(Referring expression pointing data)
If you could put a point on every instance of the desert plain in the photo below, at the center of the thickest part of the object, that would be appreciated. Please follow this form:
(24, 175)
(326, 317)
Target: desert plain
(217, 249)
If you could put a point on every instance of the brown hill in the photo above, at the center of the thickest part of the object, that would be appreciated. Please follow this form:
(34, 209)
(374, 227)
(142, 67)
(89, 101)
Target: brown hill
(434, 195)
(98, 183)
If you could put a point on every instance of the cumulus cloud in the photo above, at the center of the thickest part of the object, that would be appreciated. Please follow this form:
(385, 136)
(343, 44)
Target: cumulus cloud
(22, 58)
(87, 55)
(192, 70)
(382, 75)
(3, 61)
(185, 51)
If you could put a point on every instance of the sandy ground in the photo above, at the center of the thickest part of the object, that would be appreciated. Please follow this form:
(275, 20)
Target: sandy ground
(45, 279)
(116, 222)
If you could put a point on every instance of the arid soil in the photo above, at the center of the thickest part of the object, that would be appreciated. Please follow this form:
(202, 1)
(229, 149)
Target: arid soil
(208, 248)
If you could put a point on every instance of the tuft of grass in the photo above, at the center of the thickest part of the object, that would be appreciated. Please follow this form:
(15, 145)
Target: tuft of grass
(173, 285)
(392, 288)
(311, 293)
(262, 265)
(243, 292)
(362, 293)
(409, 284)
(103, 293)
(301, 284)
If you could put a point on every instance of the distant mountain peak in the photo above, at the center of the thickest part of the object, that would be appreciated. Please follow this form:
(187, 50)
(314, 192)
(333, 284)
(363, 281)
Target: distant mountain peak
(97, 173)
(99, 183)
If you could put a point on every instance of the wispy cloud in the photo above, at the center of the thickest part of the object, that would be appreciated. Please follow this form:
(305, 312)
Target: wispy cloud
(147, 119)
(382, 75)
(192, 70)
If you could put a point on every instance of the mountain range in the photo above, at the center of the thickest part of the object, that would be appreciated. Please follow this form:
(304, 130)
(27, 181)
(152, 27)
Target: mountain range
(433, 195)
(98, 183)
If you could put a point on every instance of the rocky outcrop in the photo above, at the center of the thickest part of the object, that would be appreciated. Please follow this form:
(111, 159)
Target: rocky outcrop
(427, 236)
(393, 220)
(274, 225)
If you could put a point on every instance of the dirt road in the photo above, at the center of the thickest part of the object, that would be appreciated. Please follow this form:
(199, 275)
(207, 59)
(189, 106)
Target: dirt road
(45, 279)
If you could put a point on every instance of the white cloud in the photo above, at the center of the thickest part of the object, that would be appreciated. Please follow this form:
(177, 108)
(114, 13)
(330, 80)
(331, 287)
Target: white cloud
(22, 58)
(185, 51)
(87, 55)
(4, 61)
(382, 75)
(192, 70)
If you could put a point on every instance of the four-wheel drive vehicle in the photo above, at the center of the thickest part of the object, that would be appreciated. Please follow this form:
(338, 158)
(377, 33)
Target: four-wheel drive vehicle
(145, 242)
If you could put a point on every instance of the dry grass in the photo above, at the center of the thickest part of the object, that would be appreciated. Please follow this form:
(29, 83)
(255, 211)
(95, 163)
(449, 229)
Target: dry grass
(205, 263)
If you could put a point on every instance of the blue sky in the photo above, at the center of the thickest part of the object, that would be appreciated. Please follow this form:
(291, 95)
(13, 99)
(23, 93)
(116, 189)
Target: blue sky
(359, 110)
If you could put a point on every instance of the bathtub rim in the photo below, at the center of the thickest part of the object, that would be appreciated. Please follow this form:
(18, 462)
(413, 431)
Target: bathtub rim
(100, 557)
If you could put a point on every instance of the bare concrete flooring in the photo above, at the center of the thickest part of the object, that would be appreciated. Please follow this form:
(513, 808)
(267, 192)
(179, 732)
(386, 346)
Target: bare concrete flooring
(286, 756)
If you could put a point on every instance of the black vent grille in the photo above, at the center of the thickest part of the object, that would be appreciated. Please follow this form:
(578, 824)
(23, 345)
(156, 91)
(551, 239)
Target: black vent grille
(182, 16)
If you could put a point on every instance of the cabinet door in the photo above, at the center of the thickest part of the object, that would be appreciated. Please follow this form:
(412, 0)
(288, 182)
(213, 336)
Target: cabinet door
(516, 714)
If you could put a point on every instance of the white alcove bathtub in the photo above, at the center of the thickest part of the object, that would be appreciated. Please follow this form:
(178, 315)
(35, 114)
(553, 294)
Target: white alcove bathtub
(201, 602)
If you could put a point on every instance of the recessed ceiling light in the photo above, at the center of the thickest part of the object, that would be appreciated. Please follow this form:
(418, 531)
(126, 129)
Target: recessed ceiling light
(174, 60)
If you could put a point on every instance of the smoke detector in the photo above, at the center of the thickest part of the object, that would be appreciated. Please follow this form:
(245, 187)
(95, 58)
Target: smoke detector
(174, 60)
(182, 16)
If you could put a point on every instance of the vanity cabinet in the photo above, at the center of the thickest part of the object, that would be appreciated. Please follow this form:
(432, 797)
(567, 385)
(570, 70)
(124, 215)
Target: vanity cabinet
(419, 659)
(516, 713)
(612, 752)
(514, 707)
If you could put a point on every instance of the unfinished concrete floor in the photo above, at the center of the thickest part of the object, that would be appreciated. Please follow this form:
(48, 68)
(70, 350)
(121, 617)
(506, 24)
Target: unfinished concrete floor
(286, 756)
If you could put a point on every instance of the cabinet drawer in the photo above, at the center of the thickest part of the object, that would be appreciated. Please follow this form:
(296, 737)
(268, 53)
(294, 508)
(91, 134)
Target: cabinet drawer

Description of the task. Each line above that has the word "drawer" should be copied.

Solution.
If you could put a point on every instance of the cabinet drawer in the photo above, at the center of the thickest part of the object, that would be appreciated. Please follow this form:
Target: cabinet drawer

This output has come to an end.